→ Required task 1
In the Montauk Project transcript, what year does the top secret experiment in the Philadelphia Naval Yard take place?

→ Text excerpt

Welcome everyone. I’m Christopher DeFilippis and this is DeFlip Side.
It’s summer on Long Island, and you know what that means: star-studded Hamptons galas, North Fork winery tours, top secret government mind control and time travel experiments out on Montauk Point. You know, the usual stuff.
As many Science Fiction enthusiasts already know, Montauk has long been a Mecca for conspiracy nuts. Time travel, aliens, psychic soldiers, mind control, secret military/industrial cabals in league with Neo-Nazis—all of it focused on nefarious activities that supposedly occurred at Camp Hero, an abandoned Air Force base nestled in the shadow of Montauk’s famous lighthouse.
The experiments have become known as The Montauk Project, and are related in a book of the same name by Long Islander Preston Nichols, who claims to have been intimately involved. But how could something so big have happened in the sleepy hinterlands of Long Island? Well if the legends are to be believed, the story goes back a long way…
In the wartime America of 1943, a top secret experiment is unfolding in the Philadelphia Naval Yard.
Naval personnel have thrown a switch aboard the U.S.S. Eldridge, sending an electromagnetic surge through specially designed equipment that’s supposed to render the ship invisible to radar. But the experiment is more successful than anyone intended. Observers on the shore are blinded by a blue flash, and the U.S.S. Eldridge… vanishes.
The now infamous Philadelphia Experiment not only turned the Eldridge invisible, but by some accounts transported it in both space and time. When the ship reappeared, some crew members had melded right into the bulkheads; many had gone mad; and some disappeared. And hence were the seeds planted for the Montauk Project.
Fast forward to Long Island, 1971. After extensive work with psychics, electromagnetic specialist Preston Nichols claims to have discovered telepathic waves. But these waves would get inexplicably jammed for two hours each day. He traced the jamming frequency to the then-active Camp Hero on Montauk Point. When the base shut down ten years later, Nichols returned to try and figure out why. There he met a stranger claiming to know him from experiments at the camp. Shortly thereafter, a man named Duncan Cameron barged into Nichols’ home lab, also claiming that Nichols had led various Montauk experiments.

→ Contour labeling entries
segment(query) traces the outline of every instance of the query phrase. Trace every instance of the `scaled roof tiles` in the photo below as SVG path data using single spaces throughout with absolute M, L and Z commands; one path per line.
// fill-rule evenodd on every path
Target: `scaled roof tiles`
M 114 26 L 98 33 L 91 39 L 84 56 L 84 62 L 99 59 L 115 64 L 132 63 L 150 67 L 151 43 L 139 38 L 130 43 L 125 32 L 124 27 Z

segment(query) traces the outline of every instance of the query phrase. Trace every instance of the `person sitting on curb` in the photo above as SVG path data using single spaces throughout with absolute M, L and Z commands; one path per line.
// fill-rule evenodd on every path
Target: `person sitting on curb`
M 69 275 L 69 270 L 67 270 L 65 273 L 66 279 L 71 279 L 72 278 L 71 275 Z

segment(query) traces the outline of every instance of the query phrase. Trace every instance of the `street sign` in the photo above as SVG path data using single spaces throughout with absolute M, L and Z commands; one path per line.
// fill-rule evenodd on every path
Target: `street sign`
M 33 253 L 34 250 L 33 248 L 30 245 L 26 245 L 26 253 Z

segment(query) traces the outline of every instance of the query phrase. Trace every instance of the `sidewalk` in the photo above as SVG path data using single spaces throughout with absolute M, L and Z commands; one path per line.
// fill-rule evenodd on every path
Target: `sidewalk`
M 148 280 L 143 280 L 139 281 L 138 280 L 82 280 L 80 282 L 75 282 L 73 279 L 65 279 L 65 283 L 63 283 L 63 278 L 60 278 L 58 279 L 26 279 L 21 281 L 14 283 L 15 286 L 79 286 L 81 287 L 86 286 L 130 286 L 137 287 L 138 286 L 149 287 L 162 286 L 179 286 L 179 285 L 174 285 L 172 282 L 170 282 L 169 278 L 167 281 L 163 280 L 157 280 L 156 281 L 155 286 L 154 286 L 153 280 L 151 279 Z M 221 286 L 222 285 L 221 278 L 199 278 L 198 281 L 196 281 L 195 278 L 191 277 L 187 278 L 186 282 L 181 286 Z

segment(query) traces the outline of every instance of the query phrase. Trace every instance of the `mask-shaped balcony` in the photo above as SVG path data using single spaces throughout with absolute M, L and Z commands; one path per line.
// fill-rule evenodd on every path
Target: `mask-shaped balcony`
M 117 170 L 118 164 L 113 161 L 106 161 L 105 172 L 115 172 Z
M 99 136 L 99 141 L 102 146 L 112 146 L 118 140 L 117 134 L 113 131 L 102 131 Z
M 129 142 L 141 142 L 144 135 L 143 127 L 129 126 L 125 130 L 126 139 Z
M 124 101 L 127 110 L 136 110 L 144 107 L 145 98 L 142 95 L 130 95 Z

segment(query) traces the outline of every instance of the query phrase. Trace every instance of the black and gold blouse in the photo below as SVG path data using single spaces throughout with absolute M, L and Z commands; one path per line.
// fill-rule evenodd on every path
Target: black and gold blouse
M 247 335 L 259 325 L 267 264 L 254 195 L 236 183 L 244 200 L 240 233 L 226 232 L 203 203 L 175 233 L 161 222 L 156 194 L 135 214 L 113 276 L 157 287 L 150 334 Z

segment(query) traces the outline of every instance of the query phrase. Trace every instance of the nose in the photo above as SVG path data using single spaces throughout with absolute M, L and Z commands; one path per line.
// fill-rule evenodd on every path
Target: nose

→ Required task 2
Count the lines of the records above that contain the string "roof", with case counting, and give only the number.

→ Solution 1
1943.

→ Solution 2
2